> [TASK TO CARRY OUT]
Reproduce the conference supplement text on infant gut microbiota word for word, from start to finish.

> [TEXT PASSAGE]
• • • • • • •

Proceedings of the Nestle sponsored presentation at the FAOPS & PSANZ Conference, Sydney, March 2012.
Publication of this supplement has been supported through an independent educational grant from Nestle Australia.
Professor Erika Isolauri, Department of Pediatrics, University of Turku and Turku University Hospital, Kiinamyllynkatu 4-8; 20520, Turku, Finland. Fax: +358-2-3131460; email: email@example.com
A healthy intestinal microbiota profile in early life is related to health later in life. An aberrant composition is associated with risks of systemic problems, such as obesity, diabetes and allergic diseases, including asthma and enteric inflammatory conditions, sometimes manifesting at 7 years of age. A healthy and balanced gut microbiota profile in infancy, especially with regard to bifidobacteria, is directly related to mode of delivery (natural birth) and quality of breast milk, which in turn is affected by the mother's own systemic health and nutritional status. Pregnant women of normal body weight and healthy microbiota profiles, both gut microbiota and breast milk microbiota, have greater opportunities to pass on compounds, antigens modified by the mother's gut and other agents that promote the development of a healthy immune system in the breastfed infant.
Development of gut microbiota in early life is related to health later in life. As adults, our health is determined by events in utero and in early childhood, especially with regard to the nutritional environment, which influences the maturation, structure and function of our immune system, metabolic health and microbiological programming.
Although the human genotype affects individual susceptibility to disease, this is considered to have only a small direct influence on overall health, that is, the immunological phenotype. It is epigenetic mechanisms (influences in the development of an organism other than DNA sequences) that might permanently affect the activity of human genes in the development of health, especially when such influences take place during the early critical stages of development/maturation. This is the modern version of the programming theory.

• • • • • • •

(Data extracted from a collection)
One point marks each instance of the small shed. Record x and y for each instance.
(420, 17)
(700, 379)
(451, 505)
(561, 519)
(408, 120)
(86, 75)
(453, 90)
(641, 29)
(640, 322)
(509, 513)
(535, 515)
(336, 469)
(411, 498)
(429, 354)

• • • • • • •

> [THE COMPLETED TASK]
Proceedings of the Nestle sponsored presentation at the FAOPS & PSANZ Conference, Sydney, March 2012.
Publication of this supplement has been supported through an independent educational grant from Nestle Australia.
Professor Erika Isolauri, Department of Pediatrics, University of Turku and Turku University Hospital, Kiinamyllynkatu 4-8; 20520, Turku, Finland. Fax: +358-2-3131460; email: email@example.com
A healthy intestinal microbiota profile in early life is related to health later in life. An aberrant composition is associated with risks of systemic problems, such as obesity, diabetes and allergic diseases, including asthma and enteric inflammatory conditions, sometimes manifesting at 7 years of age. A healthy and balanced gut microbiota profile in infancy, especially with regard to bifidobacteria, is directly related to mode of delivery (natural birth) and quality of breast milk, which in turn is affected by the mother's own systemic health and nutritional status. Pregnant women of normal body weight and healthy microbiota profiles, both gut microbiota and breast milk microbiota, have greater opportunities to pass on compounds, antigens modified by the mother's gut and other agents that promote the development of a healthy immune system in the breastfed infant.
Development of gut microbiota in early life is related to health later in life. As adults, our health is determined by events in utero and in early childhood, especially with regard to the nutritional environment, which influences the maturation, structure and function of our immune system, metabolic health and microbiological programming.
Although the human genotype affects individual susceptibility to disease, this is considered to have only a small direct influence on overall health, that is, the immunological phenotype. It is epigenetic mechanisms (influences in the development of an organism other than DNA sequences) that might permanently affect the activity of human genes in the development of health, especially when such influences take place during the early critical stages of development/maturation. This is the modern version of the programming theory.